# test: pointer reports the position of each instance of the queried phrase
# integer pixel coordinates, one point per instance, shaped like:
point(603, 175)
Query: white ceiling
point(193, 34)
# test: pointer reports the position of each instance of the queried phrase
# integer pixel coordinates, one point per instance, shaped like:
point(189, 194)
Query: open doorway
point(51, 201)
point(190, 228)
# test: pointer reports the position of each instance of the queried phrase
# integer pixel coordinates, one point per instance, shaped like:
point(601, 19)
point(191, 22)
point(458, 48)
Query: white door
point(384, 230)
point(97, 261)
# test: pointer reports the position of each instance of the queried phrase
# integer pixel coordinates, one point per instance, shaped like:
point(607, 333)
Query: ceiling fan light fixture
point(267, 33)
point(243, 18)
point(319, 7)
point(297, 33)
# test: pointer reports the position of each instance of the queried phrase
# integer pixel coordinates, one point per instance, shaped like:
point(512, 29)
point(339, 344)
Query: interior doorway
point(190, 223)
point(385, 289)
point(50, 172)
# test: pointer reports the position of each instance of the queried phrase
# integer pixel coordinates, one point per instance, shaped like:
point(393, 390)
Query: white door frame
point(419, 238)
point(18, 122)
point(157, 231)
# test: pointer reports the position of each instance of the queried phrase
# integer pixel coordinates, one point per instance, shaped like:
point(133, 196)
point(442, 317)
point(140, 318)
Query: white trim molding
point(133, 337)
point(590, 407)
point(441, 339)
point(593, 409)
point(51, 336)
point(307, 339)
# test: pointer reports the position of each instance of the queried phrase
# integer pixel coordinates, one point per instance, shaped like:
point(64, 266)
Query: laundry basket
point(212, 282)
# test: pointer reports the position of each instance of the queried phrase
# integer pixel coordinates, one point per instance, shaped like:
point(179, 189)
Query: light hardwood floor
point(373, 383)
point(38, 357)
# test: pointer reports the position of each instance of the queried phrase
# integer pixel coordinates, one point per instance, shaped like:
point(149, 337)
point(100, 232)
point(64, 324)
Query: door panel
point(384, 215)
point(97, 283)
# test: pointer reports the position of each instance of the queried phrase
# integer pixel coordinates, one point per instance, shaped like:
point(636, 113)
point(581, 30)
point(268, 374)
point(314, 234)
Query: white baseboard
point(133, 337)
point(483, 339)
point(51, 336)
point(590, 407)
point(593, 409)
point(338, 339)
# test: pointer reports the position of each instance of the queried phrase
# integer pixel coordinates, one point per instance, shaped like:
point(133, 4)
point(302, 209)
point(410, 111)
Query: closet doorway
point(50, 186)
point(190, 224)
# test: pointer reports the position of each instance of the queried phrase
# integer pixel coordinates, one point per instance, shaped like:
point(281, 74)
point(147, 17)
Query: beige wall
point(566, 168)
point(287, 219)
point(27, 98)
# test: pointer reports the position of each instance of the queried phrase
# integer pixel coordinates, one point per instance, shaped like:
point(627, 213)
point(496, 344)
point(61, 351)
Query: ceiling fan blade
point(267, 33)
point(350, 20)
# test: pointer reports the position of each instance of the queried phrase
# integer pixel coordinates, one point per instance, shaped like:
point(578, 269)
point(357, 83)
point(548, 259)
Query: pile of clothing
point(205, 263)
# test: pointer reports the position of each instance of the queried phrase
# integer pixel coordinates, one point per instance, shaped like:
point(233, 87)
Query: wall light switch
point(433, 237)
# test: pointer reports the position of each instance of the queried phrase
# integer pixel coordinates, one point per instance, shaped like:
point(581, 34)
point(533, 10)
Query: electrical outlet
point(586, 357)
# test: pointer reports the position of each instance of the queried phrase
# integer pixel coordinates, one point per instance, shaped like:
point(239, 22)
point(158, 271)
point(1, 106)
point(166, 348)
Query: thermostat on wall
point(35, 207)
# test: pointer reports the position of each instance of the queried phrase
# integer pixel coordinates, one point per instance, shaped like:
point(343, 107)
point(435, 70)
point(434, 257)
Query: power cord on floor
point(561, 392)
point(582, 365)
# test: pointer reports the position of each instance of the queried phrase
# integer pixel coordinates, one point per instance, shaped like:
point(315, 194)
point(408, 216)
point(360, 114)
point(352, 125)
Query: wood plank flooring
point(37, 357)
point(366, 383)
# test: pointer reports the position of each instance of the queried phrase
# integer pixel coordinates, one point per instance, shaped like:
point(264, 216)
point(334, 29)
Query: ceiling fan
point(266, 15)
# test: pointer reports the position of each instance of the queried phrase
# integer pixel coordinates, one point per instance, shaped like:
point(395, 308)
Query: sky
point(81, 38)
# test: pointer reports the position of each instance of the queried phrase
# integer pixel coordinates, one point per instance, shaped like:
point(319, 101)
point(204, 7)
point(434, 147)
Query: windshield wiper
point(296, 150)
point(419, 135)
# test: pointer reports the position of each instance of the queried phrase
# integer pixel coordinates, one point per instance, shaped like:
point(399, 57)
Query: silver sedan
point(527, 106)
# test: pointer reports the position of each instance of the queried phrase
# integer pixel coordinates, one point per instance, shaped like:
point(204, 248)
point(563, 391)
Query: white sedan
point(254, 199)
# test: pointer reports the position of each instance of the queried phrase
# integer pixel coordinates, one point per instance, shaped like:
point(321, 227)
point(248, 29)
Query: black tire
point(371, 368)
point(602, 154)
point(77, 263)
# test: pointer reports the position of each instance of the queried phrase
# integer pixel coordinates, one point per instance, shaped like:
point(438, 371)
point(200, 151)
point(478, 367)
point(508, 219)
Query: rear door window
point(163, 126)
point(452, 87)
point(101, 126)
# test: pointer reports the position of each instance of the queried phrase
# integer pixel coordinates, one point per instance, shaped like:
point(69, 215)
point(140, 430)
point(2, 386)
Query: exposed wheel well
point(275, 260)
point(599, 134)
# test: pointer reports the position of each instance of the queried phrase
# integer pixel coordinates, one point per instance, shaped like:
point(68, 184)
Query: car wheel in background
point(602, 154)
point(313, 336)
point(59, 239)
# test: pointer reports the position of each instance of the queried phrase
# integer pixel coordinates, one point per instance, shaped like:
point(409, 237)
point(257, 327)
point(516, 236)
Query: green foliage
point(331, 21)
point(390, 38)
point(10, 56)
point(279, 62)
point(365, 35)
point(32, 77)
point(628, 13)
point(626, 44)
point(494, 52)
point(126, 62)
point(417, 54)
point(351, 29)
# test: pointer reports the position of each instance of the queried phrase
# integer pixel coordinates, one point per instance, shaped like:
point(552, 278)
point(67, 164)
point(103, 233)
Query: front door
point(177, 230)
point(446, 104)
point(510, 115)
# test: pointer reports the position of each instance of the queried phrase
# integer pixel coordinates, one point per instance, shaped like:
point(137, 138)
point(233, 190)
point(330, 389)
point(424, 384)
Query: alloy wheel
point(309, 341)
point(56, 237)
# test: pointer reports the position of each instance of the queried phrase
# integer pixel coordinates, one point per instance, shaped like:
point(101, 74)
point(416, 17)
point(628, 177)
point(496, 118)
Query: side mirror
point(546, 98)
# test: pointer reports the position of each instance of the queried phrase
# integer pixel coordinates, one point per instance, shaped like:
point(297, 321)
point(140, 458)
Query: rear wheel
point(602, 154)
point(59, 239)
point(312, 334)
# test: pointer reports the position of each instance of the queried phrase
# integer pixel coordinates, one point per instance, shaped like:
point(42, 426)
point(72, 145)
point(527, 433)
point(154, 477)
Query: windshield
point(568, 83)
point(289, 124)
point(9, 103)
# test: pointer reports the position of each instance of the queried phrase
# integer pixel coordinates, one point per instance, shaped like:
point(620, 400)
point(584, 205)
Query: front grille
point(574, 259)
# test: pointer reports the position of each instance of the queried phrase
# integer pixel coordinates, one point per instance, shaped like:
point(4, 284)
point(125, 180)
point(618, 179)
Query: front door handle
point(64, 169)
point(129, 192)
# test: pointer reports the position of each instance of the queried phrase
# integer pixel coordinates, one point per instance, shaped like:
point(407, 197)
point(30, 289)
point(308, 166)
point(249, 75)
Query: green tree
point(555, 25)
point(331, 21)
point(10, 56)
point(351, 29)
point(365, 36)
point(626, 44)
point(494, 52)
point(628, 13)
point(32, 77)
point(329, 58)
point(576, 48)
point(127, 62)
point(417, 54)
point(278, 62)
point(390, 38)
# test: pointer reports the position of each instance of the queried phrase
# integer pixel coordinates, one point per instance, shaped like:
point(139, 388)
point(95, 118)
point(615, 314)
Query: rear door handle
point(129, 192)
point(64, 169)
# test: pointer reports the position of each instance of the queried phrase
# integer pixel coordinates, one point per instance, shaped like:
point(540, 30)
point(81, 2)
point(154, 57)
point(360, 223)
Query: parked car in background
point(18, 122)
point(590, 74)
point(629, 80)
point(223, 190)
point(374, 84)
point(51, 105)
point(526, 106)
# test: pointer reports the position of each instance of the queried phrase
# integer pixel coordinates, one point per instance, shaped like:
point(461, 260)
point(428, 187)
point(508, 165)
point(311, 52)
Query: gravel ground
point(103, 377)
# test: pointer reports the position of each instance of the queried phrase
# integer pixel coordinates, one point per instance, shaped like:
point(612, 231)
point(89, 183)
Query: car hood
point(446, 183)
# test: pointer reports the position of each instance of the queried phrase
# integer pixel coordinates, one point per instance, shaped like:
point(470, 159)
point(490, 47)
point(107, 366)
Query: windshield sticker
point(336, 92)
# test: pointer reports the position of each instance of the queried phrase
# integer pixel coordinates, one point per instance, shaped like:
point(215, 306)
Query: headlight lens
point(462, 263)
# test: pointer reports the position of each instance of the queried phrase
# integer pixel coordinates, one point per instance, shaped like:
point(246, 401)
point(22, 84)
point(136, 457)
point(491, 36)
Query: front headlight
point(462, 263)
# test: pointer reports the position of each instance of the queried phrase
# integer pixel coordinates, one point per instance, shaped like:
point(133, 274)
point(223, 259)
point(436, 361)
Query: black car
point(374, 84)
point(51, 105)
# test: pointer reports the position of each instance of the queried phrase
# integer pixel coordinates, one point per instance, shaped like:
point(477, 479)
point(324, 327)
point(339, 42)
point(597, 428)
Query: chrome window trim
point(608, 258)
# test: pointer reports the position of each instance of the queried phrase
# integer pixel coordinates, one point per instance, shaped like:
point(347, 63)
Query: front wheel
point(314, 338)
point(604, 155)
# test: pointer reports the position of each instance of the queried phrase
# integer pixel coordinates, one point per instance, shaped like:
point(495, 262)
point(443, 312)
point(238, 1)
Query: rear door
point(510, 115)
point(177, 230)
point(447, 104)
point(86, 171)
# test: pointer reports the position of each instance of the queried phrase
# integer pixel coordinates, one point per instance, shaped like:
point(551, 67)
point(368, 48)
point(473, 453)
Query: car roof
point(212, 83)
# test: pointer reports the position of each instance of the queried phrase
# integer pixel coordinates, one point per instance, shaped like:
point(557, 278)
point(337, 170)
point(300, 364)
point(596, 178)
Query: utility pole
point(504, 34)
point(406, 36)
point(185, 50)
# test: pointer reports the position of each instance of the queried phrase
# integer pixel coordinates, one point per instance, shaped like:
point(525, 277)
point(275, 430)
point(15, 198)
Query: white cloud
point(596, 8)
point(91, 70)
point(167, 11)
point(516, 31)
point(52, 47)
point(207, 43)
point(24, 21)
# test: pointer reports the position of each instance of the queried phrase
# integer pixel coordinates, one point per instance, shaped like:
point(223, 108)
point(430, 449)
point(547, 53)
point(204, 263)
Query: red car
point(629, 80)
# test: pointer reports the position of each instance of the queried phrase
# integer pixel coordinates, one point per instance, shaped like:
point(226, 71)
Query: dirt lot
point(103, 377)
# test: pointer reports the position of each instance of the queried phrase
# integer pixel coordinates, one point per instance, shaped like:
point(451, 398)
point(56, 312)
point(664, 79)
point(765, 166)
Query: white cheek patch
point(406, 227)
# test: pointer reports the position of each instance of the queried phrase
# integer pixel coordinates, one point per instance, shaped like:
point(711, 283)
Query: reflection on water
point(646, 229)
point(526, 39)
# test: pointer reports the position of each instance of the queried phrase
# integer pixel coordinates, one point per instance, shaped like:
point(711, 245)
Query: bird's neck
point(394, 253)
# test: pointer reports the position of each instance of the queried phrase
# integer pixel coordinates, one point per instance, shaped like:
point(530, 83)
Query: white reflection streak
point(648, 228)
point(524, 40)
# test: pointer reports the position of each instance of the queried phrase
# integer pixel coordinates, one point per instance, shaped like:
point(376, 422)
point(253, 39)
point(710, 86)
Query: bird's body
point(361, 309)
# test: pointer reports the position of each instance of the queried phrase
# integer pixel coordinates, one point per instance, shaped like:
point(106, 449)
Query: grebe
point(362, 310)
____
Exercise description —
Rewrite the data from its opening line through the line containing "point(50, 172)", changing every "Query" to "Target" and keeping everything else the same.

Reply to the exercise —
# test: pointer reports the position of each instance of the queried phrase
# integer pixel coordinates, one point per instance, shaped like:
point(603, 175)
Target: white ceiling
point(193, 34)
# test: pointer reports the position of each instance of the queried phrase
# integer pixel coordinates, one point per instance, shaped like:
point(189, 194)
Target: open doorway
point(51, 201)
point(190, 228)
# test: pointer reports the position of each instance of the queried phrase
# integer pixel coordinates, one point per instance, shaped like:
point(601, 19)
point(191, 22)
point(458, 48)
Target: white door
point(384, 230)
point(97, 261)
# test: pointer reports the position of each instance of the queried phrase
# integer pixel coordinates, one point per instance, shaped like:
point(607, 333)
Target: ceiling fan light fixture
point(267, 33)
point(243, 18)
point(319, 7)
point(297, 33)
# test: pointer reports the position of each instance of the queried phrase
# integer pixel coordinates, one point per instance, shaped like:
point(512, 29)
point(339, 344)
Target: interior doorway
point(190, 223)
point(385, 289)
point(50, 172)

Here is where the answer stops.